▸ Exercise 1:
Return the stretch of the mountain journal from "Let us suppose" through "I think appears.", copied word for word from the text.
▸ Exercise 2:
Write the next part of the mountain journal, picking up right after its final line.

▸ Text for analysis:
-.-.-

Saturday, January 29, 2022

In Review

 


Looking over my story so far, I have climbed a mountain that I couldn’t reach last winter; walked on water—the ice of Fremont Lake; slid through meadow and forest on Nordic skis,  snowshoed over deep snow, and disobeyed the covid rules I learned in California.  I have many flaws, but you can’t accuse me of maturing.  
 




Let us suppose for the sake of a happy narrative that I am free to romp like the mind of God, creating here and there little stories from nothing. Whatever I think appears.  




 


To go to the mountains helps me realize myself
they tell me quickly where I am weak
and where I am strong
they tell me how I feel that day
and how much I am changing
they teach me more than a university

 
 

 

WRANGLER CAFE
5:00am - it’s zero degrees outside
6:00am - I go outside, start the jeep
come back inside
6:10am - I’m driving north to Pinedale in the dark
6:30am - six pickups in front of the Wrangler Café 
 



big husky pickups. 
5 cowboys and a cowgirl
sit at the big round table
they talk about horses
cattle and fences
I’m gonna sell out
then retire, one says
I bought one of them mustangs
twenty-five dollars, another retorts
best horse I ever had  
 



Old barn siding on the inside walls
like we had in Tennessee
plaque on the wall, “A Cowboy is a Patriot”

-.-.-

▸ Given information:

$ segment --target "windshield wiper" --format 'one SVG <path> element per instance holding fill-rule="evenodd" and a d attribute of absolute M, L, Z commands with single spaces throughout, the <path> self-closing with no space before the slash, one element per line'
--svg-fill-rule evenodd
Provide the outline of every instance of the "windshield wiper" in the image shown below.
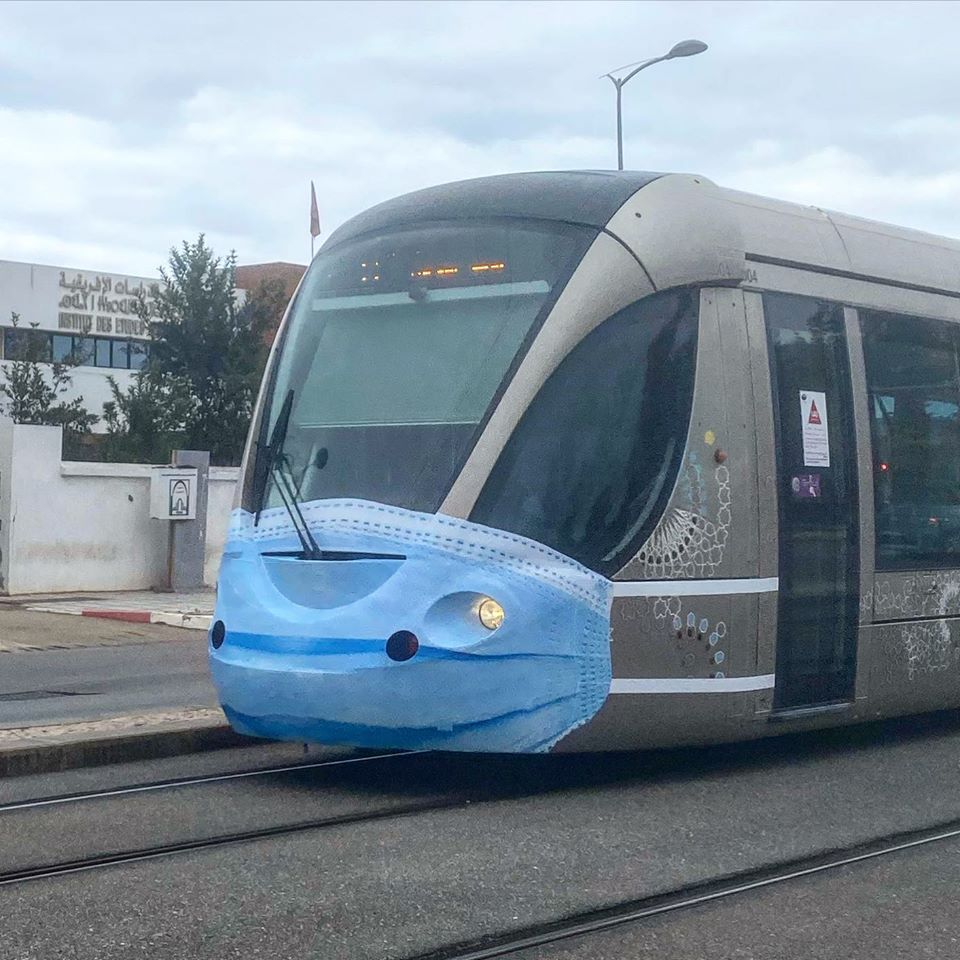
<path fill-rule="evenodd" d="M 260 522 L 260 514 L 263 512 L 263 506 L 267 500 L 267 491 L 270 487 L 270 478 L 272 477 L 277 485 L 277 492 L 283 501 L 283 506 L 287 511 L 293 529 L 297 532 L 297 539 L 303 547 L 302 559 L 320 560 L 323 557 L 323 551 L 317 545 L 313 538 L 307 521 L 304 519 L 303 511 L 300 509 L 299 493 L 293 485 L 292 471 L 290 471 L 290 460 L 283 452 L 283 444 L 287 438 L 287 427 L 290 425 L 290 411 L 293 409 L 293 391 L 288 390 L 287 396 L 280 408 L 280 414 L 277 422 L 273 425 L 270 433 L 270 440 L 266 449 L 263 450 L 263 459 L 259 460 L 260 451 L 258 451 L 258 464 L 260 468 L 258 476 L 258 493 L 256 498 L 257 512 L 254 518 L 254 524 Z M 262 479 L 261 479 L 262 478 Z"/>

-.-.-

▸ Task result 1:
Let us suppose for the sake of a happy narrative that I am free to romp like the mind of God, creating here and there little stories from nothing. Whatever I think appears.

▸ Task result 2:
they had a roundup of wild mustangs
700 of ‘em for sale at $25
you have to have the facilities.
one year to train the wild horse
and then you own it  
 



Tiny bubbles in the ice
from rotting corpses
on the bottom
stop rising when they hit the ice
it thickens around them
older bubbles near the surface
recent bubbles deeper  
 



FOOTPRINTS
unlike bubbles in the ice
recent footprints are near me
easy to remember
easy to redo
if only the old ones
were near enough to change 

Saturday, January 22, 2022

Let the Games Begin

 



Months pass since September
like one intoxicated dream
the dream turns to winter
and returns to where I was   
 






It feels almost like I never left
like a dream happened
in a gap between stories
and now real life continues  
 




Everything changes
between summer's sprawling past
and winter's hard revision
I learn a lot about California by leaving it
for Wyoming’s high and cold   
 




Why go in the middle of winter again 
to put myself in the snowy mountains?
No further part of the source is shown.